■ Exercise requirements:
Format all of the data below as a numbered list, leaving out any blank lines.

■ Extracted entries:
>>>>

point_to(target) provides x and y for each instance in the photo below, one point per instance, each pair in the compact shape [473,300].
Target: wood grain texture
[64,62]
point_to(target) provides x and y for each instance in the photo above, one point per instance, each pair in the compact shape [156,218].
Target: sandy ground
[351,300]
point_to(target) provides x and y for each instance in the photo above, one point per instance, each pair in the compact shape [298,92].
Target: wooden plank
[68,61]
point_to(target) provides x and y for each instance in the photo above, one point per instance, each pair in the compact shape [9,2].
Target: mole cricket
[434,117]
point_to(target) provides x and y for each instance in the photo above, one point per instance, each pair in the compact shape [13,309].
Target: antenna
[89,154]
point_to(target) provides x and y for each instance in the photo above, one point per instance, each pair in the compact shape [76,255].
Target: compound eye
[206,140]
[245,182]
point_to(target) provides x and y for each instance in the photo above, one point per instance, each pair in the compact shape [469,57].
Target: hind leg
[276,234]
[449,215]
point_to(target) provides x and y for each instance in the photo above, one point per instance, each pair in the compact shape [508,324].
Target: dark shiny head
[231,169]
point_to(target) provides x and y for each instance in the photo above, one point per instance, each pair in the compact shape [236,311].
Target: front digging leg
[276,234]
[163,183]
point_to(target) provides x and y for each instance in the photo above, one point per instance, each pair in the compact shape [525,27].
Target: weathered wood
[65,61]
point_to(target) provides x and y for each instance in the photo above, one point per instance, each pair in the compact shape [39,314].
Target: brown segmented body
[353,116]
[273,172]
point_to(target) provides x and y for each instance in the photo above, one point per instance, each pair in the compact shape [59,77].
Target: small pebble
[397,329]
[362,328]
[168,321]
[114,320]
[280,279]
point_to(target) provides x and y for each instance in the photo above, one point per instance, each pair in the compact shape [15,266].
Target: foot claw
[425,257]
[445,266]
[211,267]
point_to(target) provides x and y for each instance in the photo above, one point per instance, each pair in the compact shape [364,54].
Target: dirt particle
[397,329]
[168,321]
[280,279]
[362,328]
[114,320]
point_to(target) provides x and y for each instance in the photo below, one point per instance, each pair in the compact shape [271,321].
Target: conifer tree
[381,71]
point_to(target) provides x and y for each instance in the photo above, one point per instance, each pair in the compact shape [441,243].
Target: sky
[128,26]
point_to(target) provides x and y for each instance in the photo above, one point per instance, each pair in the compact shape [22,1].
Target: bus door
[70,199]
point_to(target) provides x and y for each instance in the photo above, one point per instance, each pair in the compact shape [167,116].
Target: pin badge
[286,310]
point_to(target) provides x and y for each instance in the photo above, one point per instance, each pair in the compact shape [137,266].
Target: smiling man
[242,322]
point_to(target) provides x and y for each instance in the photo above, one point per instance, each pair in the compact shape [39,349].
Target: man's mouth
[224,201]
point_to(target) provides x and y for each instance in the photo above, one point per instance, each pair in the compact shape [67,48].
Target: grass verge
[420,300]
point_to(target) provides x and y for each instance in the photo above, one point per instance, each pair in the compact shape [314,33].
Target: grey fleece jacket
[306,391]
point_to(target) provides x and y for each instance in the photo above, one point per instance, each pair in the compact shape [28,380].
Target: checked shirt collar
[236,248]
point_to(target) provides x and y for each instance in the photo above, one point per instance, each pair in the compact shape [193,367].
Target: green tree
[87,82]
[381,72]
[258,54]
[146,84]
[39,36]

<<<<

■ Correct output:
1. point_to(target) provides x and y for each instance in the photo below, one point per instance, each pair in the compact shape [473,300].
2. Target: wood grain texture
3. [64,62]
4. point_to(target) provides x and y for each instance in the photo above, one point per instance, each pair in the compact shape [156,218].
5. Target: sandy ground
6. [351,300]
7. point_to(target) provides x and y for each instance in the photo above, one point per instance, each pair in the compact shape [298,92].
8. Target: wooden plank
9. [68,61]
10. point_to(target) provides x and y for each instance in the photo above, one point per instance, each pair in the compact shape [9,2].
11. Target: mole cricket
12. [434,117]
13. point_to(target) provides x and y for each instance in the photo above, one point per instance, each pair in the compact shape [13,309].
14. Target: antenna
15. [89,154]
16. point_to(target) provides x and y for each instance in the photo above, one point per instance, each pair in the compact shape [76,255].
17. Target: compound eye
18. [206,140]
19. [245,182]
20. point_to(target) provides x and y for each instance in the photo above, one point per instance, each pair in the compact shape [469,57].
21. Target: hind leg
22. [276,234]
23. [449,215]
24. point_to(target) provides x and y for each instance in the photo above, one point per instance, each pair in the compact shape [508,324].
25. Target: dark shiny head
26. [231,169]
27. point_to(target) provides x and y for each instance in the photo above, one point per instance, each pair in the compact shape [236,311].
28. Target: front digging leg
29. [276,234]
30. [163,183]
31. point_to(target) provides x and y for each instance in the photo above, one point per instance, each pair in the compact shape [525,27].
32. Target: weathered wood
33. [65,61]
34. point_to(target) provides x and y for each instance in the photo above, one point per instance, each pair in the compact shape [39,314].
35. Target: brown segmented body
36. [353,116]
37. [273,172]
38. point_to(target) provides x and y for each instance in the photo above, one point per instance, each pair in the compact shape [59,77].
39. Target: small pebble
40. [397,329]
41. [362,328]
42. [168,321]
43. [114,320]
44. [280,279]
45. point_to(target) provides x and y for each instance in the photo above, one point per instance, each pair in the compact shape [15,266].
46. Target: foot claw
47. [425,257]
48. [445,266]
49. [211,267]
50. point_to(target) provides x and y for each instance in the photo above, one point per instance, each pair in the compact shape [364,54].
51. Target: dirt particle
52. [397,329]
53. [168,321]
54. [280,279]
55. [362,328]
56. [114,320]
57. point_to(target) provides x and y for each instance in the photo below, one point per instance, each pair in the compact shape [271,321].
58. Target: conifer tree
59. [381,71]
60. point_to(target) provides x and y for each instance in the photo above, one point per instance, each pair in the compact shape [441,243].
61. Target: sky
62. [128,26]
63. point_to(target) provides x and y for each instance in the photo above, one point per instance, each pair in the compact shape [22,1].
64. Target: bus door
65. [70,199]
66. point_to(target) provides x and y for each instance in the photo above, one point per instance, each pair in the compact shape [167,116].
67. Target: pin badge
68. [286,310]
69. point_to(target) provides x and y for each instance in the photo above, one point per instance, each pair in the compact shape [137,266].
70. Target: smiling man
71. [242,322]
72. point_to(target) provides x and y for each instance in the photo above, one point per instance, each pair in the compact shape [39,349].
73. Target: man's mouth
74. [224,201]
75. point_to(target) provides x and y for each instance in the photo above, one point per instance, each pair in the compact shape [67,48].
76. Target: grass verge
77. [420,300]
78. point_to(target) provides x and y for each instance in the photo above, one point per instance, each pair in the compact shape [314,33].
79. Target: grey fleece jacket
80. [306,391]
81. point_to(target) provides x and y for each instance in the photo above, one point per instance, each pair in the compact shape [28,380].
82. Target: checked shirt collar
83. [236,248]
84. point_to(target) provides x and y for each instance in the photo above, one point per instance, each pair in the compact shape [193,367].
85. Target: green tree
86. [87,82]
87. [381,72]
88. [258,54]
89. [146,84]
90. [39,36]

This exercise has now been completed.